··· Page extract ···
Several art galleries are finding newer ways to connect with their visitors in the pandemic. For instance, Delhi-based art gallery, Art Heritage, has uploaded audio interviews from the archives on their website to connect listeners to the artists. In this engaging series, the artists talked about their creative endeavours, what inspires them, what eventually led to their growth, and also their engagement with the gallery.
Artist Sunanda Khajuria said her interactions with the locals in Tanzania strengthened her colour palette, especially for her subject – human desires. Photographer Ronny Sen said it was his sense of adventure that led him to pursue photography and eventually filmmaking. Tariq Allana, Associate Director, Art Heritage, said an audio series felt like the appropriate response to the lockdown for several reasons.
“Starting from a practical perspective, with limitations on travel, even locally, we had to pick a medium wherein we could generate high quality, novel content quickly, without compromising the essence of what our artists work on – an audio episodes fit the bill in this regard.” For Allana, the audio episodes allow listeners to engage with an interview in the same way OTT platforms let viewers to watch content whenever they get a break from their schedules.
··· Recorded data ···
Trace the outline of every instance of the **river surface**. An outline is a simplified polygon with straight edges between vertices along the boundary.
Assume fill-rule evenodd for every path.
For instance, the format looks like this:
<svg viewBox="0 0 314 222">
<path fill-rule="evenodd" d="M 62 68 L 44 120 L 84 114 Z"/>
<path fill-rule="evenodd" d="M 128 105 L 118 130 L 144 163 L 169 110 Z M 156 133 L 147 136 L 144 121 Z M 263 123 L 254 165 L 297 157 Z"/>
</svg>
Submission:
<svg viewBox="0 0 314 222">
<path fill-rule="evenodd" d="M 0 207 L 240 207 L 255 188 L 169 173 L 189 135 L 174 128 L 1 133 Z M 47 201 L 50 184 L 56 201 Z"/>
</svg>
···
=== Activity list ===
**1)** Return the passage of the Art Heritage article from "Artist Sunanda Khajuria" to "for several reasons.", copied word for word.
**2)** In the Art Heritage article, what does Ronny Sen say led him to pursue photography?
**3)** Extend the Art Heritage article past its last sentence.

=== Responses by task ===
**1)**
Artist Sunanda Khajuria said her interactions with the locals in Tanzania strengthened her colour palette, especially for her subject – human desires. Photographer Ronny Sen said it was his sense of adventure that led him to pursue photography and eventually filmmaking. Tariq Allana, Associate Director, Art Heritage, said an audio series felt like the appropriate response to the lockdown for several reasons.

**2)** His sense of adventure.

**3)**
“But, because you are not tied to a visual, several people listen to the episodes while doing other activities,” he says, adding more interviews are being planned. “We also found that viewing artworks from the comfort of one’s home can make one feel disconnected from the work. In fact, in 2019 we implemented audio self-guided ‘curated walks’ in the gallery, wherein patrons could scan a QR code next to an artwork and listen to the artist or curator talk about different elements of the exhibition as they walked around the space. We extended this idea for the ‘online only’ age,” Allana concludes.